- GIVEN TEXT -
I agree it does not remove the need for casts.
Once you use the smallest type that fits for a generic literal, sin(1) is obvious. It is very easy to explain. Please remember that the smallest type that fits is a rule of last resort and it is imperfect for extreme/strange cases. The type of a literal should use context if that context exists. I will note that mathematically, the literal sin(1) has infinite precision and is unable to be evaluated on current hardware so I would regard it as an error in my own code. Only sin(1:uint(w)) for some w has finite precision.
I cannot explain why adding 42 to a 32-bit integer suddenly delivers a 64-bit integer without saying that Chapel has no such thing as a true literal.
The digit 1 is a literal. The typed value 1:int(64) is an anonymous param.
And yes, it is a breaking change but it is already broken for anybody trying to port existing code. Although it is not a breaking change if you have a compiler options like
--[no]default-literal-size
where ``--default-literal-size` is the default.
I would argue that Chapel is already broken because the expressions
param t = .<some 32-bit literal>
const s = <some 32-bit literal where t == s>
....
param x = t + 42;
const y = s + 42;
do not deliver the same overall result even thought == s. Overall result means more than just the numeric value. How do I explain that to novice programmers?

- THE TASKS -
**1.** Using the post about Chapel literals, decide whether each statement agrees with it, answering yes or no and quoting the deciding words. (a) The writer says the smallest-type-that-fits rule works perfectly for extreme cases. (b) The writer calls the digit 1 a literal. (c) The writer would treat sin(1) in their own code as an error.
**2.** From the post about Chapel literals, extract everything from "And yes, it" down to "is the default.".

Entries from a point annotation set:
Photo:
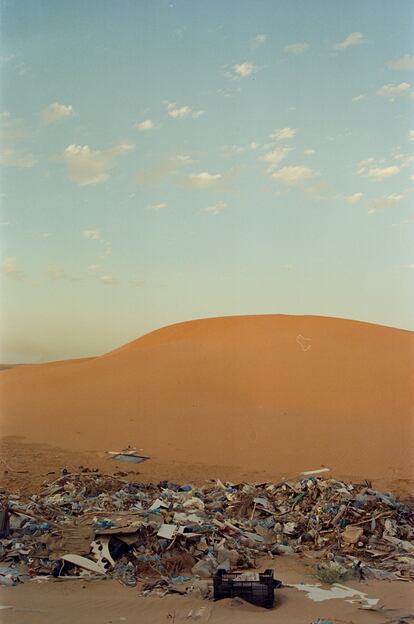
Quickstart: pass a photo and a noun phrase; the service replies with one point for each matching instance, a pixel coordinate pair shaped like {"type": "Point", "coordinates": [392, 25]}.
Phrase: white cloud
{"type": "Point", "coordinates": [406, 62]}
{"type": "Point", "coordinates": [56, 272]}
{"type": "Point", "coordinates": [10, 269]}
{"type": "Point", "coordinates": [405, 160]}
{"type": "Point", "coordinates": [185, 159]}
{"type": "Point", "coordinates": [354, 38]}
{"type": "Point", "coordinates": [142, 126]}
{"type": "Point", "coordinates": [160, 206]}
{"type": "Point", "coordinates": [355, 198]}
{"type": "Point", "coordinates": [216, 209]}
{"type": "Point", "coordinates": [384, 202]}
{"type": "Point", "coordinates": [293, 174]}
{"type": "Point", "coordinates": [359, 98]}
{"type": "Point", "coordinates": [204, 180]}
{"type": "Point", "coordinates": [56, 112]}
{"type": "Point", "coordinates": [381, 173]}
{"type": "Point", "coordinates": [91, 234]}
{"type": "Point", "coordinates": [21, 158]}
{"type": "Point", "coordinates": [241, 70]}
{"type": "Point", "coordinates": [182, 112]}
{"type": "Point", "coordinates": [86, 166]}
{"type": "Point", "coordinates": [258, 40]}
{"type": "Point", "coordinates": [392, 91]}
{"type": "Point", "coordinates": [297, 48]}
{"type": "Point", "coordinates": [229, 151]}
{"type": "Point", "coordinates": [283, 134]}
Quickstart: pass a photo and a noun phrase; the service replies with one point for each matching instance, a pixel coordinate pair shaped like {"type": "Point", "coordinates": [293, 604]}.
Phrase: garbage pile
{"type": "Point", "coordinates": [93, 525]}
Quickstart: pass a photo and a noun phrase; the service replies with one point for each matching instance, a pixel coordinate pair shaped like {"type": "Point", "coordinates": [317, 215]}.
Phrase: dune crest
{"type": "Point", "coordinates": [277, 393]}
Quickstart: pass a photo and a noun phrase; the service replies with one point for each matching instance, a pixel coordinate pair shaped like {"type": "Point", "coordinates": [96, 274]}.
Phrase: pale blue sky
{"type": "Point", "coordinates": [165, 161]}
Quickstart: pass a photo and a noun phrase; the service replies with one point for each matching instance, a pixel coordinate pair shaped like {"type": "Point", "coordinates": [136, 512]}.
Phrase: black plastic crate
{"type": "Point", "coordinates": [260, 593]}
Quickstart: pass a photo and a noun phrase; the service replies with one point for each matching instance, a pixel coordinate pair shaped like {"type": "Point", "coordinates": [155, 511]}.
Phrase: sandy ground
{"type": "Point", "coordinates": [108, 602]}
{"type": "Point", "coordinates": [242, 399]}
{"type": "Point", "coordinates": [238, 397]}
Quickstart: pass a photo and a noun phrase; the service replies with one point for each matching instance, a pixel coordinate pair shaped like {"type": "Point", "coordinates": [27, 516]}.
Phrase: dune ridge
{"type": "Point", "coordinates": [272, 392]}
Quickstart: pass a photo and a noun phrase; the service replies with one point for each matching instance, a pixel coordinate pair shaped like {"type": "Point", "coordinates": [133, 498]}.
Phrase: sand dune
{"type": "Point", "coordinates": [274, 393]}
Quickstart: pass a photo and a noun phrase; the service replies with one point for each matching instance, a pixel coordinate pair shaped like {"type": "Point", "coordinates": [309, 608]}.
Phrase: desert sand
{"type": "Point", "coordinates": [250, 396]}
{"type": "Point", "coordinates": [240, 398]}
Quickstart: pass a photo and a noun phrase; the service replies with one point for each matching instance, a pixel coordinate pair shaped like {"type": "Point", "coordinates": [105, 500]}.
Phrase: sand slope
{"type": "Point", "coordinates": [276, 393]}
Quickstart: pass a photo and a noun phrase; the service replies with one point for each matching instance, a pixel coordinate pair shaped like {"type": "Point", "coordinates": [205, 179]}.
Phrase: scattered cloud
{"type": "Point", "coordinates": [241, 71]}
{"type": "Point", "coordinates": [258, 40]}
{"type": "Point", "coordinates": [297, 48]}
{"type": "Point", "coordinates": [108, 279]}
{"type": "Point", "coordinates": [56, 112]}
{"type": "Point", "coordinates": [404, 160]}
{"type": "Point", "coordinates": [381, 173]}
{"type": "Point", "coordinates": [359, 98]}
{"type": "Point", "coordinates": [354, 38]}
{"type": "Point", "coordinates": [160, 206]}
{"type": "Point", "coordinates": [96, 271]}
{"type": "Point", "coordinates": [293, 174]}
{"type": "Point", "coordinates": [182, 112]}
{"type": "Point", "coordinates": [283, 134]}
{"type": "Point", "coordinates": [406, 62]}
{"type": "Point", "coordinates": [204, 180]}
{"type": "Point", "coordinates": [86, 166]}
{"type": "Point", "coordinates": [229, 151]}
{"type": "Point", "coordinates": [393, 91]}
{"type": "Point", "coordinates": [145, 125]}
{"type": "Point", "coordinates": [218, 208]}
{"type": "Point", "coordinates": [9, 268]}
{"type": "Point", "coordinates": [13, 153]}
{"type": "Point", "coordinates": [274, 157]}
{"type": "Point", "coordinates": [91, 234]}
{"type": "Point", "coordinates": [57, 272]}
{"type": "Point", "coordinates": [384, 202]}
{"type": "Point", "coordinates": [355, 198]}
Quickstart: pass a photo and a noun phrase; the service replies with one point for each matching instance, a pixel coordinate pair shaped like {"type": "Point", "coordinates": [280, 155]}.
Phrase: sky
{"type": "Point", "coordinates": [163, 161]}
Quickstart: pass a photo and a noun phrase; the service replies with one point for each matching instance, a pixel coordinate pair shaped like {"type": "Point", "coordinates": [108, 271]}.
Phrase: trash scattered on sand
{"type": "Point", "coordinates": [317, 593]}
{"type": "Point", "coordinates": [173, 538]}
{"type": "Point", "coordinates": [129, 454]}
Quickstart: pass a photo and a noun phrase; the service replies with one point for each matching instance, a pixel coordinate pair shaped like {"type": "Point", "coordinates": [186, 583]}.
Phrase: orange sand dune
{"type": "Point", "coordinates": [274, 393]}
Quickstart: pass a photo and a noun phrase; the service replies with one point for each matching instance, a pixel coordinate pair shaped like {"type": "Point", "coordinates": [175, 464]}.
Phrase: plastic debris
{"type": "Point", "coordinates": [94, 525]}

- SOLUTIONS BELOW -
**1.**
(a) No: "it is imperfect for extreme/strange cases"
(b) Yes: "The digit 1 is a literal."
(c) Yes: "I would regard it as an error in my own code"

**2.**
And yes, it is a breaking change but it is already broken for anybody trying to port existing code. Although it is not a breaking change if you have a compiler options like
--[no]default-literal-size
where ``--default-literal-size` is the default.